LPR reports prevention of terror attack on OSCE monitors (Part 3)

LUHANSK. July 4 (Interfax) - Employees of the self-proclaimed Luhansk People's Republic (LPR) State Security Ministry have prevented a terror attack on members of the OSCE Special Monitoring Mission (SMM) in Luhansk, a ministry spokesman told Interfax.

"Employees of the State Security Ministry have prevented a terror attack of the Ukrainian security services on international monitors of the OSCE mission," the spokesman said.

A Ukrainian sabotage-and-reconnaissance team was operating in Luhansk to plot an attack on OSCE SMM monitors for the purpose of blaming the LPR for the crime, he said.

"Details are being ascertained," the spokesman said.

LPR State Security Minister Leonid Pasechnik said, for his part, that the Ukrainian saboteurs were monitoring the routes of OSCE patrols in the republic.

"State security officers found a mine on one of those routes," the minister said.

"Explosive devices presumably planted by the same sabotage group have been found and defused by LPR militiamen before," he said.

In the words of Pasechnik, a participant in the sabotage-and-reconnaissance group may be involved in the explosion of the OSCE SMM vehicle near the village of Pryshyb in the Slovianoserbsk district on April 23.

▶ EXERCISE A
List, in order, every passage that the report on the prevented attack on OSCE monitors places in quotation marks.
▶ EXERCISE B
Pick up the news report about the prevented attack on OSCE monitors in Luhansk after its final sentence and write the next few sentences.

▶ Collected data
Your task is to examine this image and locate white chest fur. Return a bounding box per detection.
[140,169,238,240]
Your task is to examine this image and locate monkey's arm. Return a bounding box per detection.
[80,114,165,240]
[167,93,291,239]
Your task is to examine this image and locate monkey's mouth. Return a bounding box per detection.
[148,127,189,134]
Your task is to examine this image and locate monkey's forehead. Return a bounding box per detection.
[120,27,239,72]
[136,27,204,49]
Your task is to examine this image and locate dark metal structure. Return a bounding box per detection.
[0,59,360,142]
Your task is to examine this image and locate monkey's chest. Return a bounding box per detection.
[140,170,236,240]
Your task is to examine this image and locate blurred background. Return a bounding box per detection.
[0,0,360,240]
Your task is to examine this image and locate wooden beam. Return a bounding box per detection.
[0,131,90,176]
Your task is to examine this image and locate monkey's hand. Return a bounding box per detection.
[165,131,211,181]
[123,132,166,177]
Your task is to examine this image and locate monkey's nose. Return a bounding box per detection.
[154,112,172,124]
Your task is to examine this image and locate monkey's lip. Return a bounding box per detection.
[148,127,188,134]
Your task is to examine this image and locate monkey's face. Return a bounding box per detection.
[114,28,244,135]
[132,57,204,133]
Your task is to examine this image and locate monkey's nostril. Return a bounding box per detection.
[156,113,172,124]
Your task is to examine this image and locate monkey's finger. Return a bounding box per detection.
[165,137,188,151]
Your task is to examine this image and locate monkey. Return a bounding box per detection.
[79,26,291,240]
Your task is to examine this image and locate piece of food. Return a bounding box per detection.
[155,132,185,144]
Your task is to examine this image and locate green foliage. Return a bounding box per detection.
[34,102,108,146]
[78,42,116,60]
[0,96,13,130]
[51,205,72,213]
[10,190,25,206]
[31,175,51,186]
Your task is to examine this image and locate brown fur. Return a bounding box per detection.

▶ ANSWER SPACE A
1. "Employees of the State Security Ministry have prevented a terror attack of the Ukrainian security services on international monitors of the OSCE mission,"
2. "Details are being ascertained,"
3. "State security officers found a mine on one of those routes,"
4. "Explosive devices presumably planted by the same sabotage group have been found and defused by LPR militiamen before,"

▶ ANSWER SPACE B
"A VAZ-2101 vehicle with Vinnitsa region license plates was discovered in a belt of trees near a country road. The examination of the vehicle revealed Ukrainian army insignia and a disabled dashboard camera. Our specialists managed to recover the data," Pasechnik said.

"Materials obtained from the camera evidence preparations to attack members of the OSCE monitoring mission," he said. "Presumably, a group member recorded by the camera was involved in the explosion of the observers' vehicle in the village of Pryshyb in the Slovianoserbsk district of the Luhansk People's Republic (LPR) on April 23, 2017," Pasechnik said.

The LPR State Security Ministry opened a criminal case after the explosion of the OSCE SMM vehicle in Donbas that killed one monitor and injured another, he said.

"The OSCE chief monitor has been repeatedly asked for information significant for the preliminary investigation and witnesses who could testify. There has been no reply to our inquiries as of yet, which seriously hinders the establishment of the truth in this case," Pasechnik said.